## Task instructions:
Set down, please, without alteration, the lines of the entries below from the first through the one containing "positive clicks: (466, 127)".

## Data records:
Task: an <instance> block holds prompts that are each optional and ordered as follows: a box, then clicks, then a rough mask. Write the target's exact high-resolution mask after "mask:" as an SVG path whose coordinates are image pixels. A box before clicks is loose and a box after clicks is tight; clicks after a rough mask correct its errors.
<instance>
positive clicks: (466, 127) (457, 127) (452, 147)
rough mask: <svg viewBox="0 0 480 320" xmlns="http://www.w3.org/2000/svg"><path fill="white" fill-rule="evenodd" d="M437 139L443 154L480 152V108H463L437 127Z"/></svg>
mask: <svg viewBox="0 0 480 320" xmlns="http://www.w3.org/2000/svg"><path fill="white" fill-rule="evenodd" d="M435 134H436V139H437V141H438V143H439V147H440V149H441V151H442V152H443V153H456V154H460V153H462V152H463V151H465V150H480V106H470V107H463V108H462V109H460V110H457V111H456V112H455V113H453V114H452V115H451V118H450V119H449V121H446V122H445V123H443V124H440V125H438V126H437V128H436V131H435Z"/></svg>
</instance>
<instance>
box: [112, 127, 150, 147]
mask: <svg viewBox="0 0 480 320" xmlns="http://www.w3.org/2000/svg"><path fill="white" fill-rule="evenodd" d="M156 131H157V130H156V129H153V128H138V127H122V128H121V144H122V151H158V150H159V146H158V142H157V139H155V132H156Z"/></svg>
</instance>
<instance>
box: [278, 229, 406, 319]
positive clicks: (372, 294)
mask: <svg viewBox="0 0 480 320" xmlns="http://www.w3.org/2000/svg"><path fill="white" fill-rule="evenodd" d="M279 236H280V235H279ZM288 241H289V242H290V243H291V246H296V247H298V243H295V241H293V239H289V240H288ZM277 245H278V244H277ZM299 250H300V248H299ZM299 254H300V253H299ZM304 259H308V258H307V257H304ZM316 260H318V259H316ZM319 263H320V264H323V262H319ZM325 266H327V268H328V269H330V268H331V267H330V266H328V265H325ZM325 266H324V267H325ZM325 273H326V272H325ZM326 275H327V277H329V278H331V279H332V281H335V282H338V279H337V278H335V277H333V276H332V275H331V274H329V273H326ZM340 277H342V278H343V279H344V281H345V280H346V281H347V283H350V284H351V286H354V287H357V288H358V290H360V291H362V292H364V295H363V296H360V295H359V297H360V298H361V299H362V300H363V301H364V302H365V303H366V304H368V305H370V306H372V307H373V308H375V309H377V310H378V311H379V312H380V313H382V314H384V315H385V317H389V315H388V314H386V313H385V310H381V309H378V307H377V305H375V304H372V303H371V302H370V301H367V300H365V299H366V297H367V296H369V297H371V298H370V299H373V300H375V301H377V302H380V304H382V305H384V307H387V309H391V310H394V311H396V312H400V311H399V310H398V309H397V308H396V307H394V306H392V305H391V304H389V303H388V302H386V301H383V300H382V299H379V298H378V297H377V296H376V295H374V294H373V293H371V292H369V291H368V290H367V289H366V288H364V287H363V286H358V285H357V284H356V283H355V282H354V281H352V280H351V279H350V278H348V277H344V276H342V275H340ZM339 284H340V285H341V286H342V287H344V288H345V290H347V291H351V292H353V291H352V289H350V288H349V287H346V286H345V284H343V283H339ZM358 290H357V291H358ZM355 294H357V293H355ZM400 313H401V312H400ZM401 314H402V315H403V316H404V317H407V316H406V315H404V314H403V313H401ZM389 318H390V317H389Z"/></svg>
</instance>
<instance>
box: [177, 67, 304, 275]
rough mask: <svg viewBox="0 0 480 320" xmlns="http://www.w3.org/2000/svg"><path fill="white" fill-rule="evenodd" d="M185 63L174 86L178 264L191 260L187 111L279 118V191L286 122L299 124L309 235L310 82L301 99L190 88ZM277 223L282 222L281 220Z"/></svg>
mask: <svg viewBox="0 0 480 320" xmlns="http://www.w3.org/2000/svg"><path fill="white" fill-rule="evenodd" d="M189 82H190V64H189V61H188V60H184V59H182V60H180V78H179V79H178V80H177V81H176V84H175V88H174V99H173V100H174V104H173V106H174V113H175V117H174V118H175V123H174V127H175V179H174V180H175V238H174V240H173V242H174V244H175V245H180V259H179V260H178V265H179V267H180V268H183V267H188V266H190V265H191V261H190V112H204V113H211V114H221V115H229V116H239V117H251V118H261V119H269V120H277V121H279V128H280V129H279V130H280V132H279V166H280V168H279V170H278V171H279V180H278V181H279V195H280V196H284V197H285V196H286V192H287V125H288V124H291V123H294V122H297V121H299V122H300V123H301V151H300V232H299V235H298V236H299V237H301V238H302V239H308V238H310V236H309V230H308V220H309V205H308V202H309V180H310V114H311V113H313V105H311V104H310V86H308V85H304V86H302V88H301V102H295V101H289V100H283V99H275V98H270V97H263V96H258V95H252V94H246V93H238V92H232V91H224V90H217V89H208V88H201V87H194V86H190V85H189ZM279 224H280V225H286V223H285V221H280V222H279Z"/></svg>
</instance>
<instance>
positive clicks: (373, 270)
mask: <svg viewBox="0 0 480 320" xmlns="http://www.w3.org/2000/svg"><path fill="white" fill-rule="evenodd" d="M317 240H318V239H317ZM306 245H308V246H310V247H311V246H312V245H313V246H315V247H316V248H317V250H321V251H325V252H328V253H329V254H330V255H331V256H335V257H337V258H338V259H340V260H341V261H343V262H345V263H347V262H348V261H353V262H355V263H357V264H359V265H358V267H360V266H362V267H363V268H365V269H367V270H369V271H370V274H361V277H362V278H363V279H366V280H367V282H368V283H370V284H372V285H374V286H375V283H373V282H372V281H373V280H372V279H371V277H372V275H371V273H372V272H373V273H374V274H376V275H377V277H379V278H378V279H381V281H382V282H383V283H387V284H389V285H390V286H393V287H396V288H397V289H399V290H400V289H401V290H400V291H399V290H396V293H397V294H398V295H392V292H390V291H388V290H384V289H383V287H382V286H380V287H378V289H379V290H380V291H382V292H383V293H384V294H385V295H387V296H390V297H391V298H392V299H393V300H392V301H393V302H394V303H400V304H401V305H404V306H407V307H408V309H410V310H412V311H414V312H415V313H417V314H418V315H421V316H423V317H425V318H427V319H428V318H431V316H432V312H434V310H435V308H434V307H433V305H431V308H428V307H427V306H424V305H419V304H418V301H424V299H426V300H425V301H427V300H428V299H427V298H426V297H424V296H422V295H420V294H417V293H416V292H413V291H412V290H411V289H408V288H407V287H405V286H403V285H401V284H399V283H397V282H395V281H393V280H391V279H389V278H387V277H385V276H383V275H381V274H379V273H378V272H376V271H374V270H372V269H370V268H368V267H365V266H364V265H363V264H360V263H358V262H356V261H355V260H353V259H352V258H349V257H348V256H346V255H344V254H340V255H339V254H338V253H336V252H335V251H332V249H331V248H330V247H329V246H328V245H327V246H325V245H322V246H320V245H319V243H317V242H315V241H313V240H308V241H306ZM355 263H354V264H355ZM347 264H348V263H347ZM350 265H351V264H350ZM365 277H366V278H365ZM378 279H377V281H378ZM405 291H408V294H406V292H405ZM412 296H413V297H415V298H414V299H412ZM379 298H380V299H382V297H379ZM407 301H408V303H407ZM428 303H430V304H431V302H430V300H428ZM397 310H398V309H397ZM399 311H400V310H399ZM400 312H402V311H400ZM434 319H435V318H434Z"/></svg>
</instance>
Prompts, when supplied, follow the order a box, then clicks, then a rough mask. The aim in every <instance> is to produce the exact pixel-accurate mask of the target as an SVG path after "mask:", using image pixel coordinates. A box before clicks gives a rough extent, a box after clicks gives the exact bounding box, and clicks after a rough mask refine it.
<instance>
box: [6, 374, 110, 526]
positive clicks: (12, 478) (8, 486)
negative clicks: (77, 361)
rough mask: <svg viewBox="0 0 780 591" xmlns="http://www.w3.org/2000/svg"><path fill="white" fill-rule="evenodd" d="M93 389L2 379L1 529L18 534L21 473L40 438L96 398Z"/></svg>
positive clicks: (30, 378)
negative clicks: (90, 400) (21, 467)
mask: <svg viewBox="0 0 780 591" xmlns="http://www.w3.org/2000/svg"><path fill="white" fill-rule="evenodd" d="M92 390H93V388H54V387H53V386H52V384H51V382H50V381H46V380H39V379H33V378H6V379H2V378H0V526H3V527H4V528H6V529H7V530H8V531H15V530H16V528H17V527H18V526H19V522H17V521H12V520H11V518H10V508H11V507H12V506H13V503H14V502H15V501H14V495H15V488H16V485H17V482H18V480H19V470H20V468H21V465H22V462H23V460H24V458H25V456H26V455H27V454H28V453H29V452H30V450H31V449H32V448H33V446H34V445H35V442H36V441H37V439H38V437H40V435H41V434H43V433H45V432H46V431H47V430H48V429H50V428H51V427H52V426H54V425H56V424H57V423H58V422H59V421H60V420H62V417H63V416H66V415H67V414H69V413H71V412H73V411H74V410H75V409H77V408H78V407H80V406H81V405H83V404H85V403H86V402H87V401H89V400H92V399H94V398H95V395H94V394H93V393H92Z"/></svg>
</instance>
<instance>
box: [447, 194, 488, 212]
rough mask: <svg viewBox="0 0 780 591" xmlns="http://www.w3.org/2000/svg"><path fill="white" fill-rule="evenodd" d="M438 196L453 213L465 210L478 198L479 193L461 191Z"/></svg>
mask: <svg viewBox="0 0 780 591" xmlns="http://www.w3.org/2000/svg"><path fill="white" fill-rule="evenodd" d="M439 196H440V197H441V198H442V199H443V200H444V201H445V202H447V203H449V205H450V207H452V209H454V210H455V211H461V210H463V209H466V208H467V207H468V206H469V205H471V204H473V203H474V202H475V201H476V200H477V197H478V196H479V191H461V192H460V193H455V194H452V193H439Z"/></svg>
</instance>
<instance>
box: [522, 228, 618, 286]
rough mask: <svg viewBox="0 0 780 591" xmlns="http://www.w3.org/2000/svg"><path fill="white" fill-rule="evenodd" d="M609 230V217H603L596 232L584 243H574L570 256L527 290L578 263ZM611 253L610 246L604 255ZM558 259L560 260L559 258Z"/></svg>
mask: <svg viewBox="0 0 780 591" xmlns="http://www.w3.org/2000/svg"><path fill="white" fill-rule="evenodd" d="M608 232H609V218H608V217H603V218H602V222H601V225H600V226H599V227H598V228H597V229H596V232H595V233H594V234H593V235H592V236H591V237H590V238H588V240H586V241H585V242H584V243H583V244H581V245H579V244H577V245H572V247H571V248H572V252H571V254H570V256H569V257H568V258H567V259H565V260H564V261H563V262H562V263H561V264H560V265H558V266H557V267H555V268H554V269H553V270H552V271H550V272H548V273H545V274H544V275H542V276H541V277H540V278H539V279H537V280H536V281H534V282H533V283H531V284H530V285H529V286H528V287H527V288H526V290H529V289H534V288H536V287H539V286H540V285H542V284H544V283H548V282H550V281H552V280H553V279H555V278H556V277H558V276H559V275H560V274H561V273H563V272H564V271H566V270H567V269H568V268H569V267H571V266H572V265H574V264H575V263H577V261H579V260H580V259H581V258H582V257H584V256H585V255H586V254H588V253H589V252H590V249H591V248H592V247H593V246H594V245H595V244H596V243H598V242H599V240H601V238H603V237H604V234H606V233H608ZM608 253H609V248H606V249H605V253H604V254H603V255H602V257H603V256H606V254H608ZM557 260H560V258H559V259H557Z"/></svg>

## Written reply:
Task: an <instance> block holds prompts that are each optional and ordered as follows: a box, then clicks, then a rough mask. Write the target's exact high-resolution mask after "mask:" as an SVG path whose coordinates are image pixels. A box before clicks is loose and a box after clicks is tight; clicks after a rough mask correct its errors.
<instance>
positive clicks: (466, 127) (457, 127) (452, 147)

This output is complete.